» EXERCISE AIM
Rewrite the rows from the one holding "Q: Find one point on every instance of the man's plaid" through the last row, swapping "record" for "note" and leaving everything else unchanged.

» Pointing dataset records

▬▬▬▬▬▬▬▬▬▬

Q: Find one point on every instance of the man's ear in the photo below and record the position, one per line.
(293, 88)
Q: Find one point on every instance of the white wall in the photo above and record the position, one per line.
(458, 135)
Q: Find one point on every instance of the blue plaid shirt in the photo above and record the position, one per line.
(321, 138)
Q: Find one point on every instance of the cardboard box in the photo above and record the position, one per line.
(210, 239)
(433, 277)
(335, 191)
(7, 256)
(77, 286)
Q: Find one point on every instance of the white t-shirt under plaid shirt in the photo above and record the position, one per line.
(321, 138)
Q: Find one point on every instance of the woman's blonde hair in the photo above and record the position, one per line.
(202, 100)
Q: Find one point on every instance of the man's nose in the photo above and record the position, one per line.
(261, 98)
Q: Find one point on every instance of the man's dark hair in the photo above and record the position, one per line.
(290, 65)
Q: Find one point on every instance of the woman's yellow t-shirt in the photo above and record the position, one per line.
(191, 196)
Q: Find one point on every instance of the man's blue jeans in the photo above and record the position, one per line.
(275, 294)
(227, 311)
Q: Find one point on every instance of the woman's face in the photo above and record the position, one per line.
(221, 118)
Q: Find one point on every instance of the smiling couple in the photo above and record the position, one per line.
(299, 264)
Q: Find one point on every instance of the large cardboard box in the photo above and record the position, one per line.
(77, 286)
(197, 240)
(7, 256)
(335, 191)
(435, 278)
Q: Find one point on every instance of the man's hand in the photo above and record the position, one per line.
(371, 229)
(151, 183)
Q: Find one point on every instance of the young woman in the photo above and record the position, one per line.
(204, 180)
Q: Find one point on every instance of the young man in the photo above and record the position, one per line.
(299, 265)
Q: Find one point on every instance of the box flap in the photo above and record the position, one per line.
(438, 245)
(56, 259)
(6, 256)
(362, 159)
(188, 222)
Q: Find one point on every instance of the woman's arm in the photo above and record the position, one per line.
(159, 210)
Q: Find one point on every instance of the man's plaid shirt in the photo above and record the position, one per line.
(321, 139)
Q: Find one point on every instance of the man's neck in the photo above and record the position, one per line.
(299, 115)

▬▬▬▬▬▬▬▬▬▬

» OUTPUT
Q: Find one point on every instance of the man's plaid shirt in the photo above and note the position, one per line.
(321, 139)
Q: Find one point on every instance of the man's neck in the photo above and note the position, one per line.
(299, 115)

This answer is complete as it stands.